#### Source extract
In [1]:
import xlrd
import os
import requests
import pandas as pd
from bs4 import BeautifulSoup

In [2]:
front_url = 'https://scholar.google.com/scholar?start='
back_url = '&hl=en&as_sdt=2005&sciodt=0,5&as_ylo=2016&cites=17089488661544618798&scipsc='

def get_url_content(page_num):
    url = ''.join(map(str, [front_url, page_num*10, back_url]))
    print('Parsing from ', url)
    content = requests.get(url).text
    return content

In [3]:
folder_num = '07'
root_name = "source_codes/google_scholar_search_"

def get_saved_content(page_num):
    path = ''.join(map(str, [root_name, str(folder_num), "/page_", str(page_num), ".txt"]))
    with open(path, encoding="utf8") as file:
        content = file.read()
        file.close()
    return content

In [4]:
# auto for auto extraction 
root_folder = ''.join(map(str, [root_name, str(folder_num)]))
num_of_items = len([name for name in os.listdir(root_folder) if os.path.isfile(os.path.join(root_folder, name))])-1
# num_of_items = 10

In [5]:
def parse_page_info(get_content_method, page_num):
    
    content = get_content_method(page_num)
    page = BeautifulSoup(content, 'lxml')

    title_list = []
    url_list = []
    source_list = []
    citation_list = []

    for entry in page.find_all("h3", attrs={"class": "gs_rt"}):
        title_list.append(entry.a.text)
        url_list.append(entry.a['href'])

    for entry in page.find_all(attrs={"class": "gs_a"}):
        source_list.append(entry.text)

    for entry in page.find_all(attrs={"class": "gs_fl"}):
        if '[' not in entry.text:
            citation_list.append(entry.text)

    page_df = pd.DataFrame(
        {'title': title_list,
         'author-source': source_list,
         'url_link': url_list,
         'cited_by': citation_list
        })
    
    return page_df

In [6]:
summary_df = pd.DataFrame()

for i in range(0,num_of_items):
    print('Parsing page '+str(i)+'...')
    page_df = parse_page_info(get_saved_content, page_num=i)
    page_df['page_num'] = i
    summary_df = summary_df.append(page_df)
    summary_df['search_round'] = str(folder_num)
    
summary_df

Parsing page 0...
Parsing page 1...
Parsing page 2...
Parsing page 3...
Parsing page 4...


Unnamed: 0,title,author-source,url_link,cited_by,page_num,search_round
0,2018 n2c2 shared task on adverse drug events a...,"S Henry, K Buchan, M Filannino… - Journal of t...",https://academic.oup.com/jamia/article-abstrac...,Cited by 20 Related articles All 4 versions,0,07
1,Adverse drug events and medication relation ex...,"F Christopoulou, TT Tran, SK Sahu… - Journal o...",https://academic.oup.com/jamia/article-abstrac...,Cited by 10 Related articles All 9 versions,0,07
2,Identifying relations of medications with adve...,"X Yang, J Bian, R Fang, RI Bjarnadottir… - Jou...",https://academic.oup.com/jamia/article-abstrac...,Cited by 4 Related articles All 4 versions,0,07
3,Advancing the state of the art in automatic ex...,"Ö Uzuner, A Stubbs, L Lenert - 2020 - academic...",https://academic.oup.com/jamia/article-abstrac...,Cited by 1 Related articles All 3 versions,0,07
4,Extracting adverse drug event information with...,"T Miller, A Geva, D Dligach - Proceedings of t...",https://www.aclweb.org/anthology/W19-1903.pdf,Cited by 3 Related articles All 3 versions ...,0,07
...,...,...,...,...,...,...

Image point grounding data:
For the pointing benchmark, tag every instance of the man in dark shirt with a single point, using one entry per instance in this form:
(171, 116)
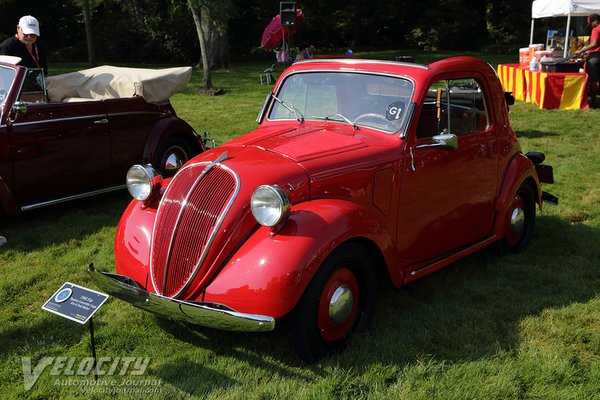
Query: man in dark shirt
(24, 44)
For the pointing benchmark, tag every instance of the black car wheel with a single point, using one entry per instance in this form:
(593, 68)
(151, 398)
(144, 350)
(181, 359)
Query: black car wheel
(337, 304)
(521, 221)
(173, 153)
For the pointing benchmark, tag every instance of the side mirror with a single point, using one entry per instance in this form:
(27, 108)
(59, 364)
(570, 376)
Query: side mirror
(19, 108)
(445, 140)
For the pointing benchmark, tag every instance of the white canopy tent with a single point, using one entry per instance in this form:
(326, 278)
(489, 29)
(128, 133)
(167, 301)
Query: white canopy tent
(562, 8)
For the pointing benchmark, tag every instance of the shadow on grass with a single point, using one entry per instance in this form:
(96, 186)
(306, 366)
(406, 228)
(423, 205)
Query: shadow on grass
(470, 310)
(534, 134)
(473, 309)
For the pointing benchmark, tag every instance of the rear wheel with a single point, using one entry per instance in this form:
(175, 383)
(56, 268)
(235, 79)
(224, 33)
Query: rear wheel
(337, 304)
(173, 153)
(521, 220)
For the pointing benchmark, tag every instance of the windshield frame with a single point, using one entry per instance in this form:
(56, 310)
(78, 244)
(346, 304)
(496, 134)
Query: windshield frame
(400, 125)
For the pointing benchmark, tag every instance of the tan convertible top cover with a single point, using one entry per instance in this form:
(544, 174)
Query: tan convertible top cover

#### Prompt
Please pick up the Google Scholar scraping notebook where it stops, and carry it forward. This data is separate material and has no connection to the text.

#### The answer
17,Traitement Automatique de la Langue Biomédicale,A Névéol - 2018 - hal.archives-ouvertes.fr,https://hal.archives-ouvertes.fr/tel-02167096/,Related articles All 2 versions View as HTML,3,07
18,Prognostic immunohistochemical biomarkers of c...,"A Belkouz, TA Labeur, J Dierks, F Dijk… - Crit...",https://www.sciencedirect.com/science/article/...,Cited by 2 Related articles All 8 versions,3,07
19,Assessing electronic health record phenotypes ...,"SE Spratt, K Pereira, BB Granger… - Journal of...",https://academic.oup.com/jamia/article-abstrac...,Cited by 31 Related articles All 6 versions,3,07
0,The use of computerized clinical decision supp...,"P Bennett, NR Hardiker - Journal of the Americ...",https://academic.oup.com/jamia/article-abstrac...,Cited by 33 Related articles All 7 versions,4,07


In [7]:
summary_df.to_csv('output/google_scholar_search_'+str(folder_num)+'.csv', index=False)

In [8]:
# append only new rows
alltime_df = pd.read_csv('output/google_scholar_search_all.csv')
alltime_df = pd.concat([alltime_df, summary_df])
alltime_df = alltime_df.drop_duplicates(subset=['title', 'author-source'], keep='first')
alltime_df.to_csv('output/google_scholar_search_all.csv', index=False)

#### Archive Workings

In [None]:
page_num=5
content = get_saved_content(page_num)
page = BeautifulSoup(content, 'lxml')

title_list = []
url_list = []
source_list = []
citation_list = []

for entry in page.find_all(attrs={"class": "gs_fl"}):
    print(entry.text)
    if '[' not in entry.text:
        citation_list.append(entry.text)

print(len(title_list))
print(len(url_list))
print(len(source_list))
print(len(citation_list))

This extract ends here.